Dataset excerpts
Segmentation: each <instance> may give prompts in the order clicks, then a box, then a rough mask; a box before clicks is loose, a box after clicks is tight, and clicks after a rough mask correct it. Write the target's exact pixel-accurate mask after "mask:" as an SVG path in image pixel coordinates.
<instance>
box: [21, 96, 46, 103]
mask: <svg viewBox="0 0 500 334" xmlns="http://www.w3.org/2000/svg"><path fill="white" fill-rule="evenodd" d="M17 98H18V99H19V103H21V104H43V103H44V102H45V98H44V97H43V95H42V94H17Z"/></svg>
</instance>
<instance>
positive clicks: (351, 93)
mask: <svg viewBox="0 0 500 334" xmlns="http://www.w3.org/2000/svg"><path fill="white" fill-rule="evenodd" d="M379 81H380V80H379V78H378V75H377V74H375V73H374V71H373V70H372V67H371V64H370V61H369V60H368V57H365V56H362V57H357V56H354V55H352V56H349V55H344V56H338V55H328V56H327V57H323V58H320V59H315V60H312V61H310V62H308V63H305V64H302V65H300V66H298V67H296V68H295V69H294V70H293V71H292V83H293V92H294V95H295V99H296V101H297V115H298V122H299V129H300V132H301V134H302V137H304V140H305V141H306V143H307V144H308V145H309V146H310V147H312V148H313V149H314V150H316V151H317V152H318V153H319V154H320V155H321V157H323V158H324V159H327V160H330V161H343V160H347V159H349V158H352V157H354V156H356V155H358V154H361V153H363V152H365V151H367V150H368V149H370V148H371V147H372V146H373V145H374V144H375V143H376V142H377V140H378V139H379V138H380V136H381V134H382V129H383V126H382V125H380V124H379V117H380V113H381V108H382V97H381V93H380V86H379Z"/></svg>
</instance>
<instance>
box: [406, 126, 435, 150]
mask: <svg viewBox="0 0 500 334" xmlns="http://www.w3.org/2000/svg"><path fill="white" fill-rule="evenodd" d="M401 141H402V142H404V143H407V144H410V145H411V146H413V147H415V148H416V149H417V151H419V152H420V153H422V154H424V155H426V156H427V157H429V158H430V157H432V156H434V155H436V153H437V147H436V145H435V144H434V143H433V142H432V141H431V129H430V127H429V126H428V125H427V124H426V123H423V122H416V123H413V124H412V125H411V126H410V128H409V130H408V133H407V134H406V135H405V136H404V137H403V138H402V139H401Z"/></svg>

What you are asked to do
Could you return the data above exactly as it stands?

Response to the exercise
Segmentation: each <instance> may give prompts in the order clicks, then a box, then a rough mask; a box before clicks is loose, a box after clicks is tight, and clicks after a rough mask correct it. Write the target's exact pixel-accurate mask after "mask:" as an SVG path in image pixel coordinates.
<instance>
box: [21, 96, 46, 103]
mask: <svg viewBox="0 0 500 334" xmlns="http://www.w3.org/2000/svg"><path fill="white" fill-rule="evenodd" d="M17 98H18V99H19V103H21V104H43V103H44V102H45V98H44V97H43V95H42V94H17Z"/></svg>
</instance>
<instance>
positive clicks: (351, 93)
mask: <svg viewBox="0 0 500 334" xmlns="http://www.w3.org/2000/svg"><path fill="white" fill-rule="evenodd" d="M379 81H380V80H379V78H378V75H377V74H375V73H374V71H373V70H372V67H371V64H370V61H369V60H368V57H365V56H362V57H357V56H354V55H352V56H349V55H344V56H338V55H328V56H327V57H323V58H320V59H315V60H312V61H310V62H308V63H305V64H302V65H300V66H298V67H296V68H295V69H294V70H293V71H292V83H293V92H294V95H295V99H296V101H297V115H298V122H299V129H300V132H301V134H302V137H304V140H305V141H306V143H307V144H308V145H309V146H310V147H312V148H313V149H314V150H316V151H317V152H318V153H319V154H320V155H321V157H323V158H324V159H327V160H330V161H343V160H347V159H349V158H352V157H354V156H356V155H358V154H361V153H363V152H365V151H367V150H368V149H370V148H371V147H372V146H373V145H374V144H375V143H376V142H377V140H378V139H379V138H380V136H381V134H382V129H383V126H382V125H380V124H379V117H380V113H381V108H382V97H381V93H380V86H379Z"/></svg>
</instance>
<instance>
box: [406, 126, 435, 150]
mask: <svg viewBox="0 0 500 334" xmlns="http://www.w3.org/2000/svg"><path fill="white" fill-rule="evenodd" d="M401 141H402V142H404V143H407V144H410V145H411V146H413V147H415V148H416V149H417V151H419V152H420V153H422V154H424V155H426V156H427V157H429V158H430V157H432V156H434V155H436V153H437V147H436V145H435V144H434V143H433V142H432V141H431V129H430V127H429V126H428V125H427V124H426V123H423V122H416V123H413V124H412V125H411V126H410V128H409V130H408V133H407V134H406V135H405V136H404V137H403V138H402V139H401Z"/></svg>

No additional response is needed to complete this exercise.